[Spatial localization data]
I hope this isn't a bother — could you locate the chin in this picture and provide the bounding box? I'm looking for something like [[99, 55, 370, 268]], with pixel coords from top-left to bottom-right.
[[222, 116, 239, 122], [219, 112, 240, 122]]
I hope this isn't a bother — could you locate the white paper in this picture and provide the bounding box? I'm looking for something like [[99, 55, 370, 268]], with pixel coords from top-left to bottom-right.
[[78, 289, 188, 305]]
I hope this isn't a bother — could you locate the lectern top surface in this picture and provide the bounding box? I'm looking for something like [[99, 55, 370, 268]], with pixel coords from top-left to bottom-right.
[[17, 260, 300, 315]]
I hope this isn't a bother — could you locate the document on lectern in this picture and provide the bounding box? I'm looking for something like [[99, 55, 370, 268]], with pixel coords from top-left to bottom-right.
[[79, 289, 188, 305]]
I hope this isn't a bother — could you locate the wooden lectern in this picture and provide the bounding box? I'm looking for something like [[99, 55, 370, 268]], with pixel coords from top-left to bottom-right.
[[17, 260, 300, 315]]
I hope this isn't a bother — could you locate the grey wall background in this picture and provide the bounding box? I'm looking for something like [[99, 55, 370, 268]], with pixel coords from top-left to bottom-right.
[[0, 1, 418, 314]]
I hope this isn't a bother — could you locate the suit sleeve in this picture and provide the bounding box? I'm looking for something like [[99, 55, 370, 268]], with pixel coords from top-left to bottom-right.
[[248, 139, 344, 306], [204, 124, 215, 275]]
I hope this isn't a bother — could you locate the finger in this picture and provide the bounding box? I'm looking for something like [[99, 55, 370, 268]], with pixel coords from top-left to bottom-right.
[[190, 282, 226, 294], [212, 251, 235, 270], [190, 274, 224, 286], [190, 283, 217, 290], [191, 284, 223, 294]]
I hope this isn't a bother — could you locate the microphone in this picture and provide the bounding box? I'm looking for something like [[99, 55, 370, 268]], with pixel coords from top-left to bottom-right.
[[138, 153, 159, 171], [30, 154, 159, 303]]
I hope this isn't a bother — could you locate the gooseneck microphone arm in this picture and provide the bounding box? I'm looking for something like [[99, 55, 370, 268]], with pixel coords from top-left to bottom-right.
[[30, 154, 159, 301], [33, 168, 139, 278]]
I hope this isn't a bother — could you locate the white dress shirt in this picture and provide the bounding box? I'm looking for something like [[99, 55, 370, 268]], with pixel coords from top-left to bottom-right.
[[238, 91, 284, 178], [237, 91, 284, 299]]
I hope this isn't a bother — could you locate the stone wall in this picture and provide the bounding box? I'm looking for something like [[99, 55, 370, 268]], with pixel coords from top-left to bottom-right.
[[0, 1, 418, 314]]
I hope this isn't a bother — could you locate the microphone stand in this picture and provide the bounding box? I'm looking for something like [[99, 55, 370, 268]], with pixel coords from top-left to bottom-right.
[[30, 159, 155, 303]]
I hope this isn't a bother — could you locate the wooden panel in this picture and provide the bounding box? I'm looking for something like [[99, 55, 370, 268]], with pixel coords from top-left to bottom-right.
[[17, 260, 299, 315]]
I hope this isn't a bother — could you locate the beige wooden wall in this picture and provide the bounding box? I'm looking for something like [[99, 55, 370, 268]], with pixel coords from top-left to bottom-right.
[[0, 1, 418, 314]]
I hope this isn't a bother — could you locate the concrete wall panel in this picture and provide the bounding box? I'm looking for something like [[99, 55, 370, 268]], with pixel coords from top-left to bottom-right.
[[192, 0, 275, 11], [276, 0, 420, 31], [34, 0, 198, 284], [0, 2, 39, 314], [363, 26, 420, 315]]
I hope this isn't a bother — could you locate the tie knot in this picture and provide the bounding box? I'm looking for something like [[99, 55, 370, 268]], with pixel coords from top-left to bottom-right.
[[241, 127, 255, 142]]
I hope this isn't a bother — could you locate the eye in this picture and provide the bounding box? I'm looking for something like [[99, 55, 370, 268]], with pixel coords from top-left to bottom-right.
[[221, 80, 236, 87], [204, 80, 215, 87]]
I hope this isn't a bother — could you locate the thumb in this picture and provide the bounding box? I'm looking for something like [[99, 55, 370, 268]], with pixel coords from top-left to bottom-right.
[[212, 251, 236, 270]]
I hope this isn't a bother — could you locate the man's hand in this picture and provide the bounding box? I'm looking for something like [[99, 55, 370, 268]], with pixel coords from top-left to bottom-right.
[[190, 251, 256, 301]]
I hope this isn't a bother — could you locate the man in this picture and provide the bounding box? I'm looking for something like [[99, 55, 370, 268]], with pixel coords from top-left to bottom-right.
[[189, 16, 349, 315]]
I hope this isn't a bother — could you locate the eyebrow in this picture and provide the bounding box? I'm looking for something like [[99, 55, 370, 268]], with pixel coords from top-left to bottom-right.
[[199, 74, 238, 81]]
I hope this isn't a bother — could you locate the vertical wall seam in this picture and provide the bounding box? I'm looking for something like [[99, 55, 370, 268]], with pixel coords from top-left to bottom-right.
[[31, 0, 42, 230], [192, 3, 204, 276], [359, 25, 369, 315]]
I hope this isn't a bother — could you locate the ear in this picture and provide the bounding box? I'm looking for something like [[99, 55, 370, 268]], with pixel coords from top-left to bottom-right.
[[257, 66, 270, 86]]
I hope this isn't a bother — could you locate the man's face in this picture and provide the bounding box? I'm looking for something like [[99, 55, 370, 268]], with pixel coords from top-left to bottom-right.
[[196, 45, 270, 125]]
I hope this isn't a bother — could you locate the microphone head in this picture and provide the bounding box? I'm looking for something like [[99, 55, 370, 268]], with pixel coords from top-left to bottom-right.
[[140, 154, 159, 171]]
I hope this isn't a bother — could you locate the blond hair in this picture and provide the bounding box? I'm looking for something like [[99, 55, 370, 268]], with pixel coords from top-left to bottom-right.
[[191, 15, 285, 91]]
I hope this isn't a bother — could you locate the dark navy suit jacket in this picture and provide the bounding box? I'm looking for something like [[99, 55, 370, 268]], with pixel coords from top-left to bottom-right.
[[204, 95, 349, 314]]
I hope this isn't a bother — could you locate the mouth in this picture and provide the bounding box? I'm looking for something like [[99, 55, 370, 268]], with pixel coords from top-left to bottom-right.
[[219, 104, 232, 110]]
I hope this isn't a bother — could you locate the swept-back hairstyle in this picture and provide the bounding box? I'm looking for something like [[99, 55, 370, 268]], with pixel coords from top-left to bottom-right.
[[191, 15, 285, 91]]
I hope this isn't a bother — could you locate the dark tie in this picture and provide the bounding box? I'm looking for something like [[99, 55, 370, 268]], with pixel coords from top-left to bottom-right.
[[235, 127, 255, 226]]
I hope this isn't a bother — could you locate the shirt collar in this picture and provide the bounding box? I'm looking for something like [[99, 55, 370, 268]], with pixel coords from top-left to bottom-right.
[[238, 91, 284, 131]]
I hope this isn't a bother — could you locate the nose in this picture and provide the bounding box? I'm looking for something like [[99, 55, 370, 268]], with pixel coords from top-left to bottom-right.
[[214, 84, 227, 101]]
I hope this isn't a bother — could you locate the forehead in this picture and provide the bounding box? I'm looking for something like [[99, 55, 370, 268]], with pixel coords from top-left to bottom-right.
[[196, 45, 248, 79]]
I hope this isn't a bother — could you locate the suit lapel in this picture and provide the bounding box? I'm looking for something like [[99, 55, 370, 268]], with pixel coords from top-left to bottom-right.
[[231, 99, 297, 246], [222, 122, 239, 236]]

(Problem statement) An exact copy of all the records is the expected answer.

(Response to the task)
I hope this isn't a bother — could you locate the chin in this picture and provide the bounding box? I'm looking for something like [[99, 55, 370, 268]], with pixel coords from top-left to bottom-right.
[[222, 116, 239, 122], [219, 112, 240, 122]]
I hope this isn't a bother — could you locate the white paper in this picture and provide the bounding box? I'm looking for something like [[99, 55, 370, 268]], with pixel coords from top-left to bottom-right.
[[78, 289, 188, 305]]
I hope this isn't a bother — could you locate the lectern top surface in this picture and provide the bounding box? I'm looking for something like [[99, 55, 370, 268]], with pixel coords from top-left to bottom-right.
[[17, 260, 300, 315]]
I hope this isn't a bother — could you locate the document on lectern in this picture and provide the bounding box? I'm looking for something like [[99, 55, 370, 268]], with pixel coords from top-left to bottom-right.
[[79, 289, 188, 305]]
I hope this isn't a bother — could you locate the wooden lectern in this picture and provide the bounding box? I'm looking for something like [[99, 55, 370, 268]], with pixel coords from top-left to bottom-right.
[[17, 260, 300, 315]]
I hope this isn't a bother — could you locate the grey wall background in this picture and provide the bounding box? I'm looking for something like [[99, 55, 370, 268]], with pixel coords from top-left to bottom-right.
[[0, 1, 418, 314]]
I hope this isn't a bother — could you locate the suit sleeve in this picture and provide the bounding box? I'm looking for something like [[99, 55, 370, 268]], with pixel coords from top-left to bottom-right.
[[248, 139, 344, 306], [204, 124, 215, 275]]
I hope this isn't a bother — could you locate the finger in this picture and provide the bounding box? I'm looking for something like [[99, 55, 370, 268]], with pixel coords from top-left to bottom-right.
[[190, 282, 226, 294], [212, 251, 235, 270], [190, 274, 224, 286], [190, 283, 217, 290], [191, 284, 223, 294]]
I hope this isn't a bother — could you locate the microphone in this picture and provide the bounding box? I'm looking for something like [[99, 55, 370, 268]], with pixel coords from top-left to bottom-right.
[[138, 153, 159, 171], [30, 154, 159, 303]]
I hope this isn't a bother — could you locate the gooseneck microphone arm in this picture and provide the bounding box? I'm looking for something like [[99, 55, 370, 268]], with pixel coords from top-left to bottom-right.
[[30, 154, 159, 301], [33, 168, 139, 278]]
I hope this isn't a bother — could you locate the white dress shirt in this picture and provide the bounding box? I'm looking for something like [[99, 55, 370, 268]], with pixel coords from top-left to bottom-right.
[[238, 91, 284, 178], [237, 91, 284, 299]]
I hope this isn't a bother — could you locate the stone wall in this picture and provide the bounding box? I'm looking for something like [[99, 55, 370, 268]], with pixel coords from top-left to bottom-right.
[[0, 1, 418, 314]]
I hope this isn't a bother — could you locate the microphone stand in this picture and provide the bounding box? I'm looking for something like [[99, 55, 370, 268]], with pixel coords from top-left to bottom-right.
[[30, 159, 155, 303]]
I hope this isn't a bother — could you locate the wooden panel in this picture and provide the bounding box? I'm looking for something like [[99, 55, 370, 268]], with pixel coords from top-left to bottom-right.
[[17, 260, 299, 315]]
I hope this isn't a bother — could you locate the beige wooden wall in this picture and provide the bounding box? I'm looking for something like [[99, 55, 370, 268]], with pixel coords from top-left to bottom-right.
[[0, 1, 418, 314]]
I hope this isn't a bother — could you locate the concrete wall panel in this picture and provide the bounding box? I'm looking for something like [[99, 55, 370, 268]], with pixel coords from top-left to bottom-right.
[[192, 0, 275, 11], [276, 0, 420, 31], [34, 0, 198, 284], [0, 2, 39, 314], [363, 26, 420, 315]]
I hope this isn't a bother — could you locate the tie knot in this picture and provide the bounding box? I'm looking for something like [[99, 55, 370, 268]], with pixel coords from top-left to bottom-right.
[[241, 127, 255, 142]]
I hope this isn't a bother — could you locate the eye in this picture and provide the bounding box? I'm looking for something like [[99, 55, 370, 268]], with pixel coords from top-left to bottom-right.
[[221, 80, 236, 87], [204, 80, 215, 87]]
I hope this isn't a bother — could you locate the thumb in this picture and provide the bounding box? I'm looking for something like [[99, 55, 370, 268]], with pixel coords from top-left to bottom-right.
[[212, 251, 236, 270]]
I hope this isn't a bother — could you locate the man's hand in this picture and provide the bounding box? I'm looking for something like [[99, 55, 370, 268]], with pixel coords from top-left to bottom-right.
[[190, 251, 256, 301]]
I hope this isn't a bother — could you locate the man in this picture and provide the bounding box? I'm looking for something like [[99, 55, 370, 268]], with pixel coords from top-left to bottom-right.
[[189, 16, 349, 315]]
I hope this isn't a bother — could you locate the eyebrow in this picture and provide the bounding box? I'm looking for something like [[99, 55, 370, 268]], with pixel coords from top-left to bottom-right.
[[199, 74, 238, 81]]
I hope this isn't a bother — could you locate the vertical wall seam in this picture and provide the bounding box? I'm looking for something like [[99, 55, 370, 268]], with pixel coords from top-left to bottom-right.
[[31, 0, 42, 230], [192, 3, 204, 276], [359, 25, 369, 315]]
I hope this isn't a bother — could you locate the ear in this picture and provide the bounding box? I'm looking for something like [[99, 55, 370, 268]], with pixel coords from top-left to bottom-right.
[[257, 66, 270, 86]]
I hope this isn't a bother — could you locate the man's face in this picture and provide the bounding box? I'm looking for something like [[99, 55, 370, 268]], with pixel coords from top-left to bottom-right.
[[196, 45, 270, 125]]
I hope this isn't a bother — could you locate the microphone head in this picture and provide the bounding box? I'm looking for something like [[99, 55, 370, 268]], with pixel coords from top-left to bottom-right.
[[140, 154, 159, 171]]
I hope this isn't a bother — could you locate the blond hair in this picture and provide the bounding box? I'm looking for something like [[99, 55, 370, 268]], with pixel coords from top-left to bottom-right.
[[191, 15, 285, 91]]
I hope this isn't a bother — could you locate the dark navy suit jacket in this picture and provide the bounding box? I'm looking for something like [[99, 55, 370, 268]], with pixel coords from top-left to bottom-right.
[[204, 95, 349, 314]]
I hope this isn't a bother — could you locate the mouth in this picture and provide the bounding box? I'm looking for something like [[99, 55, 370, 268]], with pixel coords from top-left to bottom-right.
[[219, 104, 232, 110]]
I hope this isn't a bother — could you locate the swept-back hairstyle in this picture and provide the bounding box? I'm looking for something like [[99, 55, 370, 268]], with pixel coords from top-left to bottom-right.
[[191, 15, 285, 91]]
I hope this isn't a bother — could you locate the dark tie in this picture and provide the bounding box? I'm looking for something like [[99, 55, 370, 268]], with pixel coords from top-left to bottom-right.
[[235, 127, 255, 226]]
I hope this isn't a bother — could you locate the shirt collar in this picture and provide the bounding box? I'm looking for something like [[99, 55, 370, 268]], with pixel coords from top-left to bottom-right.
[[238, 91, 284, 131]]
I hope this isn't a bother — could you locate the nose in this picture and provide the bounding box? I'm looking for something like [[99, 55, 370, 268]], with pixel coords from top-left to bottom-right.
[[214, 84, 227, 101]]
I hope this isn't a bother — could you locate the forehead in this picture and provide the bounding box? I'm looking for something like [[99, 55, 370, 268]], with pixel coords from top-left to bottom-right.
[[196, 45, 248, 79]]
I hope this isn't a bother — could you locate the suit lapel in this picture and provide the bounding box? I'm looking for something like [[99, 55, 370, 268]], with pixel coords from top-left to bottom-right.
[[231, 99, 297, 246], [222, 122, 239, 236]]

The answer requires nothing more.